◆ Written request
From the mailing-list reply on H.264 offer/answer below, copy the stretch from "Note: I wrote" through "allowed, with sprop-parameter-sets." word for word.

[Date Prev][Date Next][Thread Prev][Thread Next][Date Index][Thread Index]

Re: [AVT] Clarification on Offer Answer usage of H.264 payload format (RFC 3984)



Someone replied privately; I'd like to make my response public but don't
have feedback from the sender to disclose who it was (though it's not
controversial at all, just politeness)

Note: I wrote this before the AVT meeting today.

Someone wrote (in private email):
>Ow.  Much of this concerns the complexity of the interleaved modes; does
>anyone actually implement them at all, let alone in offer/answer?

Actually, the real problem here is the mixture of the clarification which I
replied to, that level downgrading is allowed, with sprop-parameter-sets.
(And the general complexity, and that some are "I will send" parameters,
and the "match by level/packetization/deint" bit, etc.)

The examples I gave of negotiation problems don't even include any of the
interleaved modes (packetization-mode=2).  They just involve modes 0
(single NAL) and 1 (non-interleaved, with STAPs and FU-A's, etc).

>>This really, really, really needs a rewrite.  It's also so complex, it
>>needs more examples, and if possible an informational(?) algorithm on
>>how to respond. Right now, I'm not certain *anyone* has come even close to
>>100% compliance.  (Maybe one or two have, but...)
>>
>>Existing examples of H.264 traces I've seen show huge variations:
>>
>>*) Many respond without a matching packetization-mode (i.e. respond to an
>>    offer of packetization-mode=1 with no packetization-mode)
>>*) Some respond with a level *higher* than the offer.
>>*) None I've seen include the sprop-parameter-sets from the offerer.
>>*) I haven't seen any that respect parameter-add, though given the previous
>>    point it may not matter.

◆ Entries supplied
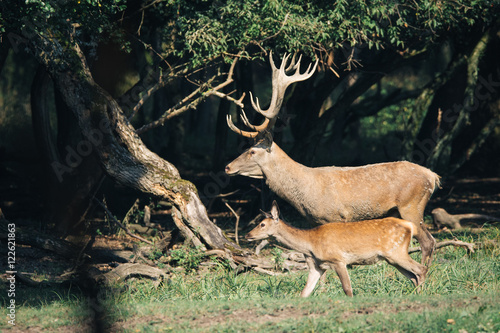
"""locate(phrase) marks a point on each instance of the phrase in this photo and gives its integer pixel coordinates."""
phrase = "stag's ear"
(267, 140)
(275, 211)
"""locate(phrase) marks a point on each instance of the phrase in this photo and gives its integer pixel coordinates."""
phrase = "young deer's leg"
(315, 273)
(409, 267)
(341, 270)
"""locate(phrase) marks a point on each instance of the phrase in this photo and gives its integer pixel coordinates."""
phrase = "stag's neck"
(284, 176)
(294, 238)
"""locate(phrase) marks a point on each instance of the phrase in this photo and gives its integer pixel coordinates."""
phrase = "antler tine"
(280, 82)
(235, 129)
(258, 128)
(293, 64)
(255, 104)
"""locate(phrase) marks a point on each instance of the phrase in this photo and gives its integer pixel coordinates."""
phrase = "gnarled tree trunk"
(121, 152)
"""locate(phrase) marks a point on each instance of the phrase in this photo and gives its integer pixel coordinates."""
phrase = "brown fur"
(341, 244)
(344, 194)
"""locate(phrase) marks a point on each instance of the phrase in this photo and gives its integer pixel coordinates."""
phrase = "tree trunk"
(122, 154)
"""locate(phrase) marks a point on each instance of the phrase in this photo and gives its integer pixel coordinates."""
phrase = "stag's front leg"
(315, 273)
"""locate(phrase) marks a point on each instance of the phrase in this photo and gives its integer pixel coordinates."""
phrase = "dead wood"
(128, 270)
(454, 221)
(121, 225)
(468, 246)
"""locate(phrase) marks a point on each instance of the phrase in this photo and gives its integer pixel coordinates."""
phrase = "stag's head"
(249, 163)
(268, 226)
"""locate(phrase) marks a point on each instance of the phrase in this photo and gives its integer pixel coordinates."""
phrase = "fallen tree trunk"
(122, 154)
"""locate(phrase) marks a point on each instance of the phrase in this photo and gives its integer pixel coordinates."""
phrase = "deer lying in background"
(342, 244)
(333, 194)
(454, 221)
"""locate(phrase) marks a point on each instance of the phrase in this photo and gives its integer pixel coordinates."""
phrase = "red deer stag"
(342, 244)
(333, 194)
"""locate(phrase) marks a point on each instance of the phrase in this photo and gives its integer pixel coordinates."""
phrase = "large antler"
(280, 81)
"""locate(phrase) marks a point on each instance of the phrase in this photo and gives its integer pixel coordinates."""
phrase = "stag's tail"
(435, 181)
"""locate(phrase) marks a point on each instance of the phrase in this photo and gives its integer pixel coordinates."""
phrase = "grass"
(461, 294)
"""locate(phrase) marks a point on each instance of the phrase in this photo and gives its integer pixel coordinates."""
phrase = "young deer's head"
(268, 226)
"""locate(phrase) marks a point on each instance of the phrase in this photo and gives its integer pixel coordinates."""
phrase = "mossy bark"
(121, 152)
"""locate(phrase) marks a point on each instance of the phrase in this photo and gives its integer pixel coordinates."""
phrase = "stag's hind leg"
(415, 214)
(408, 267)
(315, 272)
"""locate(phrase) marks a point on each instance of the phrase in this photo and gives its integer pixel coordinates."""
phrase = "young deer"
(333, 194)
(342, 244)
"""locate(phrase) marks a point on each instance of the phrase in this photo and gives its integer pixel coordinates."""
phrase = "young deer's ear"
(275, 211)
(268, 140)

◆ The reply
Note: I wrote this before the AVT meeting today.

Someone wrote (in private email):
>Ow.  Much of this concerns the complexity of the interleaved modes; does
>anyone actually implement them at all, let alone in offer/answer?

Actually, the real problem here is the mixture of the clarification which I
replied to, that level downgrading is allowed, with sprop-parameter-sets.